--- Begin ---
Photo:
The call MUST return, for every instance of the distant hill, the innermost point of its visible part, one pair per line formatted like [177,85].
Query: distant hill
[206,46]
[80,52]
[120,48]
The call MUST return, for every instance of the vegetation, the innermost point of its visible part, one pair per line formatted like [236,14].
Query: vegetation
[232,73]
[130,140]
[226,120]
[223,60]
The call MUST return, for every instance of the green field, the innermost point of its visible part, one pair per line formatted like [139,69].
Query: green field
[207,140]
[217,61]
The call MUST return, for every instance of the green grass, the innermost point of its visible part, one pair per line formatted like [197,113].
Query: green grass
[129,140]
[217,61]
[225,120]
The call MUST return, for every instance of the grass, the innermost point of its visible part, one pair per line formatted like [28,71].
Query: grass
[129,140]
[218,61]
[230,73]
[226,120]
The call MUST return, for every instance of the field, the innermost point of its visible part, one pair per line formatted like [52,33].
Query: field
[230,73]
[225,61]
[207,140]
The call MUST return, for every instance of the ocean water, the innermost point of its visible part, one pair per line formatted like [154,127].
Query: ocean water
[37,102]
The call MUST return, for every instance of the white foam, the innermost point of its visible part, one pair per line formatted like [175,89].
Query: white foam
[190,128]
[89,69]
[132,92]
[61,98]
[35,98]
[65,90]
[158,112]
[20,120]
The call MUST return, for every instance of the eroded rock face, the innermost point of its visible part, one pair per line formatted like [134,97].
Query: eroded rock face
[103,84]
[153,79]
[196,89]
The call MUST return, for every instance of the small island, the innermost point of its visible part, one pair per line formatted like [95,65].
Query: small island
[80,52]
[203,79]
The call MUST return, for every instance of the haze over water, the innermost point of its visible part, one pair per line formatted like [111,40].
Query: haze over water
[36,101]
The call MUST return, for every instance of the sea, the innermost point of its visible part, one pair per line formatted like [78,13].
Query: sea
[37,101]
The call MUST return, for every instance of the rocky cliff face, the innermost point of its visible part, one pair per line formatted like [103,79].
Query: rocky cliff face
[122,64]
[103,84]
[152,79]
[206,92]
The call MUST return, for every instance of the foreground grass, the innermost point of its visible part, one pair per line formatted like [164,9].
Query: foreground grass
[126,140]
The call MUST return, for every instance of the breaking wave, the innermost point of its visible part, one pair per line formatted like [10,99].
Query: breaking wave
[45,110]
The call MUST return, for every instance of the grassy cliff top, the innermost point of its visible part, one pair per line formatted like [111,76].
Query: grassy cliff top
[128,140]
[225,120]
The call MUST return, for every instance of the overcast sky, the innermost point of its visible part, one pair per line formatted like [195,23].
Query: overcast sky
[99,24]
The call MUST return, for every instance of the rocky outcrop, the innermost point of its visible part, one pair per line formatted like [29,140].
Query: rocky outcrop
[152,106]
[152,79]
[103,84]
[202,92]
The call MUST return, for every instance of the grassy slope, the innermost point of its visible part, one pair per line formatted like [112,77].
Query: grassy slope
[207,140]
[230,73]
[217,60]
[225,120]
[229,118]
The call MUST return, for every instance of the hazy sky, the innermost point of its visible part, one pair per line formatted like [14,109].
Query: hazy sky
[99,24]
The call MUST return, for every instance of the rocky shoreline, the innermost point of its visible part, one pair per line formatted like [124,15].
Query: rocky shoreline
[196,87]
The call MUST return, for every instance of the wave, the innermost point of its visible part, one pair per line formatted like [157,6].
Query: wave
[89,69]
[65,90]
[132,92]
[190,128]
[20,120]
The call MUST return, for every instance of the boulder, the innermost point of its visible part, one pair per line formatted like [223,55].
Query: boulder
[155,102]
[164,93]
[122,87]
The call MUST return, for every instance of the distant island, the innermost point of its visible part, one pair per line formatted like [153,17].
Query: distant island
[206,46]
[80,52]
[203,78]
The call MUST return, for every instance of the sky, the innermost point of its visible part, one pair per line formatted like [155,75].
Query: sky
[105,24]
--- End ---
TASK REQUIREMENTS — Copy out the full material exactly as it appears.

RESPONSE FOR THIS EXERCISE —
Photo:
The call MUST return, for every instance of the distant hill, the innermost point of its visible part, one pair per line formatted like [177,85].
Query: distant hill
[206,46]
[80,52]
[120,48]
The call MUST return, for every instance of the vegetation, the innermost point of its visible part, one pair per line formatted like [236,14].
Query: vegetation
[232,73]
[130,140]
[226,120]
[223,60]
The call MUST return, for every instance of the green field, the innermost point of its visible part, one pair per line formatted like [139,69].
Query: green field
[207,140]
[217,61]
The call MUST return, for every instance of the green grass, the innermost point of its visible part, one pair per line formatted like [197,113].
Query: green grass
[129,140]
[217,61]
[225,120]
The call MUST return, for every instance of the grass, the innermost point of its visible part, one pair per line formatted like [28,71].
Query: grass
[129,140]
[218,61]
[230,73]
[226,120]
The call MUST return, for every instance of the field, the innermost point of its visible part, one pair per line formatted like [52,33].
Query: field
[230,73]
[225,61]
[207,140]
The call MUST return, for every instance of the ocean water, the innermost point of its visible part, one pair per line formatted like [154,127].
Query: ocean water
[37,102]
The call MUST return, for every instance of the white foam, the innermost point of its visible part, one pair per line formatted like [175,89].
Query: white foam
[190,128]
[89,69]
[132,92]
[61,98]
[35,98]
[65,90]
[158,112]
[20,120]
The call MUST return, for every instance of the eroded rock face, the innermost point of its visible part, one pair per line formatted like [134,97].
Query: eroded rock face
[103,84]
[153,79]
[196,89]
The call MUST return, for every instance of the small island, the innermost point of its visible part, one pair per line formatted like [95,65].
Query: small island
[80,52]
[203,79]
The call MUST return, for every instance of the haze over water, the innermost point of its visible part, one pair per line formatted like [111,40].
Query: haze over water
[36,101]
The call MUST return, for every instance of the sea, the innermost point of its visible part, one pair per line formatted like [78,13].
Query: sea
[37,101]
The call MUST return, for every instance of the rocky cliff face, the innermost point of its visible part, one pair per line formatted like [103,79].
Query: rocky cliff face
[122,64]
[103,84]
[152,79]
[206,92]
The call MUST return, for every instance of the foreground grass, the innermost point of its visible part, one pair per line formatted like [164,9].
Query: foreground grass
[126,140]
The call MUST return, for every instance of the breaking wave, the innermost point of its visible part, one pair per line formatted like [10,99].
Query: breaking wave
[45,110]
The call MUST return, for every instance of the grassy cliff top, the innermost point of its visible part, one pair per line formatted like [111,76].
Query: grassy cliff top
[128,140]
[225,120]
The call MUST return, for every instance of the overcast sky, the innermost point of its visible part, one pair per line formatted like [195,23].
Query: overcast sky
[99,24]
The call MUST return, for every instance of the rocky outcrop, the innermost point of its visible part, one pair per line formatted like [29,140].
Query: rocky outcrop
[152,106]
[152,79]
[103,84]
[202,92]
The call MUST return, for every instance of the grassy slope, the innermost point of its visible part, one pair per line formatted like [112,77].
Query: grassy slope
[207,140]
[230,73]
[217,60]
[225,120]
[229,118]
The call MUST return, for every instance of the hazy sky, the innermost point of its visible part, one pair per line formatted like [14,109].
Query: hazy sky
[99,24]
The call MUST return, for every instance of the rocky shoreline, the innermost point of its visible part, one pair per line formatted like [124,15].
Query: rocky shoreline
[196,87]
The call MUST return, for every instance of the wave, the innermost point of its visible part, one pair per line formatted like [157,6].
Query: wave
[89,69]
[65,90]
[132,92]
[190,128]
[20,120]
The call MUST return, for every instance of the boulder, the innermost point of its visible part, one pair per line formatted like [223,55].
Query: boulder
[155,102]
[164,93]
[122,87]
The call MUST return, for every instance of the distant island, the innermost point of its visible part, one pair per line formatted like [153,17].
Query: distant island
[206,46]
[80,52]
[203,78]
The call MUST return, for every instance of the sky, the innermost point of its visible part, one pair per line formatted like [155,75].
Query: sky
[105,24]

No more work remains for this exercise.